What to do » In the records below, copy the stretch from the line containing "Where can the green leaf" through the line containing "pixel 167 31", replacing "green leaf" with "yellow leaf" and leaving all else unchanged.

--- Start ---

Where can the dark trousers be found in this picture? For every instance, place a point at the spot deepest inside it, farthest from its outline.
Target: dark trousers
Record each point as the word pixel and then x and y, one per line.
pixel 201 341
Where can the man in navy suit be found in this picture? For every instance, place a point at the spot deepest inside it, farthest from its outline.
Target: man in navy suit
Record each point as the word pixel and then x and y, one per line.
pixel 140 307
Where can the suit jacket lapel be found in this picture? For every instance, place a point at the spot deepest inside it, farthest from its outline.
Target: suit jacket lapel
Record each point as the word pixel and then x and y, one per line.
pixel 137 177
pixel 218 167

--- End ---
--- Start ---

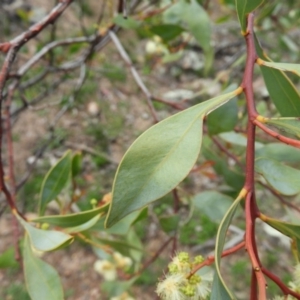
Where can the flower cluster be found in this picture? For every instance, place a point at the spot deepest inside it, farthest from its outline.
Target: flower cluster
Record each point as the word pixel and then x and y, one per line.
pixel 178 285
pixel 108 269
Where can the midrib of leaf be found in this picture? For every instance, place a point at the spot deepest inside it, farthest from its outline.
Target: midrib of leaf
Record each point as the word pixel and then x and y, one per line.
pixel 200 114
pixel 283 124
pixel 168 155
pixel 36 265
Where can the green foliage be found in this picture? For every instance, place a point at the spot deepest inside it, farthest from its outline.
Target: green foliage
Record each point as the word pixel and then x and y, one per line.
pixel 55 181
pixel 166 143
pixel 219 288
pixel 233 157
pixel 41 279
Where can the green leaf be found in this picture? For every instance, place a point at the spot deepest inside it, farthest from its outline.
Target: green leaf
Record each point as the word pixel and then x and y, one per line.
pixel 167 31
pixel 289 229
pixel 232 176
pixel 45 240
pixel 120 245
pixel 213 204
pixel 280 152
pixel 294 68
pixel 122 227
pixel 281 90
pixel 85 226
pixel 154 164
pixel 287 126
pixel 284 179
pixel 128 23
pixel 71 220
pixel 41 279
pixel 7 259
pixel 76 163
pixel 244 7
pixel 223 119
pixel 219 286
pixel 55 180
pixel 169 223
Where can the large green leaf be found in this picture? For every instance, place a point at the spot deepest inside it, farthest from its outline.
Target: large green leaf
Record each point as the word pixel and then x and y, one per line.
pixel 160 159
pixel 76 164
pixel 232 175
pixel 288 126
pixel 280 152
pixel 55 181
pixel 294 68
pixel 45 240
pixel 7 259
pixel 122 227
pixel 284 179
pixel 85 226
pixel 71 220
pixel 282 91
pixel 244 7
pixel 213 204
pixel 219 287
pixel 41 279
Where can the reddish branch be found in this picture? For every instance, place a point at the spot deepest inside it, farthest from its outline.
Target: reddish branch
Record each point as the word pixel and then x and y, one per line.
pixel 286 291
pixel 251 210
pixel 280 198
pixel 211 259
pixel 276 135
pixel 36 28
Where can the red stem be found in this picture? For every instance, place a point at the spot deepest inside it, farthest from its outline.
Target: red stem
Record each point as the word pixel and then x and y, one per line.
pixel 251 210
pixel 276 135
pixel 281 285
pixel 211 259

--- End ---

Exercise response »
Where can the yellow leaf be found in this picture? For every instance, place a point at the spot deepest inside it, farthest from its outline.
Target: yellow leaf
Record each point as the word pixel and then x and y, one per line.
pixel 167 31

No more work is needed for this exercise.